*SOURCE DATA*:
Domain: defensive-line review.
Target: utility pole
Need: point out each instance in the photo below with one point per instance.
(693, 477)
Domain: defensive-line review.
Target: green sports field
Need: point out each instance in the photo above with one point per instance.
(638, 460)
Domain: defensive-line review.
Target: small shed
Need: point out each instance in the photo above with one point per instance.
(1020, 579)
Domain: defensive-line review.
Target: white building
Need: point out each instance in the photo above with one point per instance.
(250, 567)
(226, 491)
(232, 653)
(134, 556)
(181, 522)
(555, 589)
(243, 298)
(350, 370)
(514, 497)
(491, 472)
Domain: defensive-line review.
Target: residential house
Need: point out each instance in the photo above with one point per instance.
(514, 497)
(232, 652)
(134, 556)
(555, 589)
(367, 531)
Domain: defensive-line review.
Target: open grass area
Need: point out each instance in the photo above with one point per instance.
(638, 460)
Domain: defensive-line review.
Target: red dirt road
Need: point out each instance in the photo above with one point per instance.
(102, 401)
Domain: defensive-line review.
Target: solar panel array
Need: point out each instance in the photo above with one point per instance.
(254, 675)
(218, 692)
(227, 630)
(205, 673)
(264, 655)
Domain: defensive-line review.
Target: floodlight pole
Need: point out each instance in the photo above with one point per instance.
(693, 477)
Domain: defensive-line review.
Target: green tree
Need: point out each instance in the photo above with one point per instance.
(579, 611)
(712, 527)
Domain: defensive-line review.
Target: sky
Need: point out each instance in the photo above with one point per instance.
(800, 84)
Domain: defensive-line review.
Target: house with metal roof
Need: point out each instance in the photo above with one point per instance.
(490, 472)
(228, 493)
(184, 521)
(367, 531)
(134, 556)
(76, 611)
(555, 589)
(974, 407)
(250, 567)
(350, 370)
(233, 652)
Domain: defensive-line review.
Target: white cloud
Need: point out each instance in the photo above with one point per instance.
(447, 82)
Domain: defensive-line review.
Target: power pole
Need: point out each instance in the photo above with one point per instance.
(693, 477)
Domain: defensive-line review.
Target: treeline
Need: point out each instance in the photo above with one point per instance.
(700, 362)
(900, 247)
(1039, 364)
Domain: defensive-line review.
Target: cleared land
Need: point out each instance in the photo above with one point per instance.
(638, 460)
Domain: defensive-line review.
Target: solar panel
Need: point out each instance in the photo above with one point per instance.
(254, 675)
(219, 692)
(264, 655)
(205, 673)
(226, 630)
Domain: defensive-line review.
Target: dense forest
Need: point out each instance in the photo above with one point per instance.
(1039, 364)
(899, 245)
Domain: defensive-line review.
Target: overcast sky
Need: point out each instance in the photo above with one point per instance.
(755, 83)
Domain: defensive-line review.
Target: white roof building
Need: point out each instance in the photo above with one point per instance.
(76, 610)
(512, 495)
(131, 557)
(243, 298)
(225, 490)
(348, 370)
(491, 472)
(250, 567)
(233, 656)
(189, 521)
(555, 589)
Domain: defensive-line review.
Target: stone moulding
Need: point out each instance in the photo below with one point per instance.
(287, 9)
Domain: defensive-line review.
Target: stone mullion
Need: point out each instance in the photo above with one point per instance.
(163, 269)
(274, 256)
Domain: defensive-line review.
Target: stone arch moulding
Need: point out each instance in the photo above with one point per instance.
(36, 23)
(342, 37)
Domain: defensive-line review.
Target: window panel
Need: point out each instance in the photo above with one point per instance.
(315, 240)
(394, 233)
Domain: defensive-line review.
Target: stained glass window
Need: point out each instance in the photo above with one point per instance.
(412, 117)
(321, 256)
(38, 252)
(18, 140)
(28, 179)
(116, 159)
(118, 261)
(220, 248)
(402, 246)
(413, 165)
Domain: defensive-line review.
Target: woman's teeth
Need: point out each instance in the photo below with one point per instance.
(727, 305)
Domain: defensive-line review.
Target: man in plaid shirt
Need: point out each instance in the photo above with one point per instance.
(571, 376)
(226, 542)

*WHAT THE EXERCISE ASKS*: Reproduce only what lies between the start of the listing above and the end of the line containing "Target: power pole", keeping every line exact.

*YOUR SOLUTION*:
Domain: defensive-line review.
Target: utility pole
Need: point out each instance in the photo below with one point per instance.
(693, 477)
Domain: defensive-line review.
Target: green sports field
Need: point out each instance in the photo above with one point per instance.
(638, 460)
Domain: defensive-line review.
Target: small shed
Need: point out each instance in the photo above with one point per instance.
(1020, 579)
Domain: defensive-line review.
Target: white building
Need: point out each instance in the photo above with one point per instance.
(250, 567)
(226, 491)
(232, 653)
(134, 556)
(181, 522)
(555, 589)
(243, 298)
(350, 370)
(514, 497)
(491, 472)
Domain: defensive-line review.
Target: residential house
Need: point out each instance in the photo above with one point per instance.
(514, 497)
(232, 652)
(134, 556)
(555, 589)
(367, 531)
Domain: defensive-line review.
Target: open grass area
Need: point out each instance in the photo above with one point per instance.
(638, 460)
Domain: defensive-line review.
Target: red dirt road
Need: point out each instance in the photo above with one point per instance.
(102, 401)
Domain: defensive-line review.
Target: solar panel array
Need: point out each instance in the photo above with one point per instance.
(254, 675)
(218, 692)
(227, 630)
(205, 673)
(264, 655)
Domain: defensive-line review.
Target: floodlight pole
Need: point out each instance in the photo above with one point per instance.
(693, 477)
Domain: defensive-line review.
Target: green tree
Need: point out each instance in the photo above with one point per instance.
(579, 611)
(712, 527)
Domain: defensive-line review.
Target: sky
Need: point out each instance in the photo above with one point per instance.
(800, 84)
Domain: defensive-line review.
Target: house with metal roof
Need: point out each instance in the photo above with one point per instance.
(490, 472)
(228, 493)
(184, 521)
(367, 531)
(134, 556)
(76, 611)
(555, 589)
(974, 407)
(250, 567)
(350, 370)
(233, 652)
Domain: defensive-line review.
Target: white cloud
Need: point out each instance in the photo above with one point per instance.
(447, 82)
Domain: defensive-line review.
Target: power pole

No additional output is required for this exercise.